MATÉRIEL DE L'EXERCICE
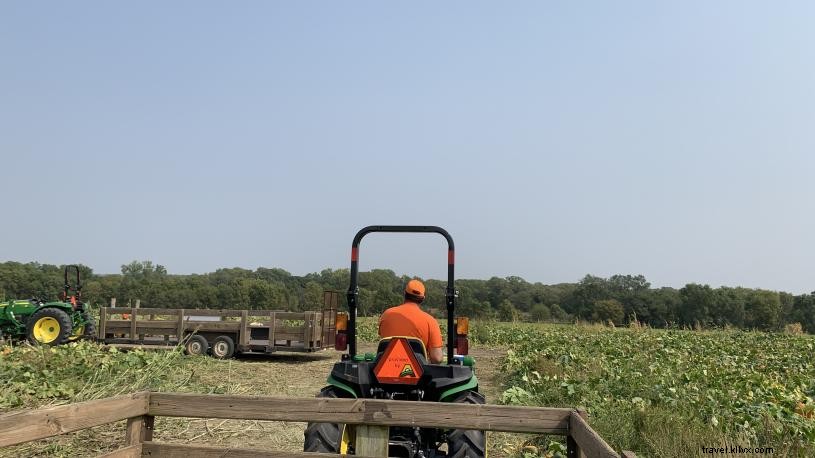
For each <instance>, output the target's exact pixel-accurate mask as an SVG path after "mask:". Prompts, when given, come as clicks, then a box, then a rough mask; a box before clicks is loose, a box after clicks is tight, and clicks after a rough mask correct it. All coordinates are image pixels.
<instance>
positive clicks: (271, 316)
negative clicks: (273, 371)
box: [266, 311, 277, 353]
* * *
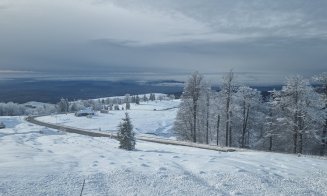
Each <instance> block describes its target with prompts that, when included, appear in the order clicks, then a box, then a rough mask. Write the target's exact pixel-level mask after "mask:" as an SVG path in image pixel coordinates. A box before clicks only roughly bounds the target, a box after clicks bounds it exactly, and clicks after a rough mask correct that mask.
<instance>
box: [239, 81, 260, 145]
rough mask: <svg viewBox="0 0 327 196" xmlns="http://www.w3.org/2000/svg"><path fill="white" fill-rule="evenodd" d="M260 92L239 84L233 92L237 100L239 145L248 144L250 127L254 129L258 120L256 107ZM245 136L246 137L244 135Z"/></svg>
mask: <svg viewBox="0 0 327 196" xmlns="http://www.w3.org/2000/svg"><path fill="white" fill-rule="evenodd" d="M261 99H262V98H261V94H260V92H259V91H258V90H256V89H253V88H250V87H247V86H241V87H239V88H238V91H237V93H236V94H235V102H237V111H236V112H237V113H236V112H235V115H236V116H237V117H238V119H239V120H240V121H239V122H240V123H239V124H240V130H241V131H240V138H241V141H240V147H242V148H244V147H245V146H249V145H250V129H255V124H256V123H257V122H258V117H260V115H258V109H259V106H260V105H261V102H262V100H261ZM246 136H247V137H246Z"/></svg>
...
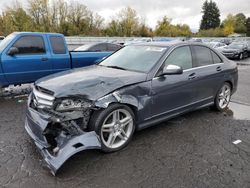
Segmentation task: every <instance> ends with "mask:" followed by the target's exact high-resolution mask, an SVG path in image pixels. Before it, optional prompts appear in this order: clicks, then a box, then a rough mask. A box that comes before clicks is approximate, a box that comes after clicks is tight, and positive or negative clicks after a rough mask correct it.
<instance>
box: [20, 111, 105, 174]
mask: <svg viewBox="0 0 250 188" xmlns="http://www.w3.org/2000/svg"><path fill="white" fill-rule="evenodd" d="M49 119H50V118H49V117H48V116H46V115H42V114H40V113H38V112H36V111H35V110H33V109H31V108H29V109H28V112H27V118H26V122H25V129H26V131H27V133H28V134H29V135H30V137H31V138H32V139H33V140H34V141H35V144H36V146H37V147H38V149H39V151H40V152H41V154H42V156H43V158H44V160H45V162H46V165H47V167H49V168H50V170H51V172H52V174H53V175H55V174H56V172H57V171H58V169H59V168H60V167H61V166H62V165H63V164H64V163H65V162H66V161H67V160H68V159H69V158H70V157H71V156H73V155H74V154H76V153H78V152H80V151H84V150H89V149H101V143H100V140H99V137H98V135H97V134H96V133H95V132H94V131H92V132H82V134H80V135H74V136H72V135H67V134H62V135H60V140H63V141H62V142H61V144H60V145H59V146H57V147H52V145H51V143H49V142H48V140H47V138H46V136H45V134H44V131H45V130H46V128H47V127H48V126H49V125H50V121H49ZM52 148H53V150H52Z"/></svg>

CONSIGNE
Recopiez les lignes à partir de celle qui contient « For each <instance>, output » jusqu'à celle qui contient « box: [266, 311, 277, 353] », en changeant « rough mask » en « coarse mask » sans toucher au reste.

RÉSULTAT CI-DESSOUS
For each <instance>, output the target's exact pixel-accurate mask as an SVG path after "mask:". Prompts, when given, come as clicks, then a box, then a coarse mask; a box before clicks is loose, a box after clicks is tight, and clicks after a coarse mask correct it. All coordinates are image pixels.
<instance>
positive clicks: (271, 316)
negative clicks: (273, 371)
box: [266, 311, 277, 353]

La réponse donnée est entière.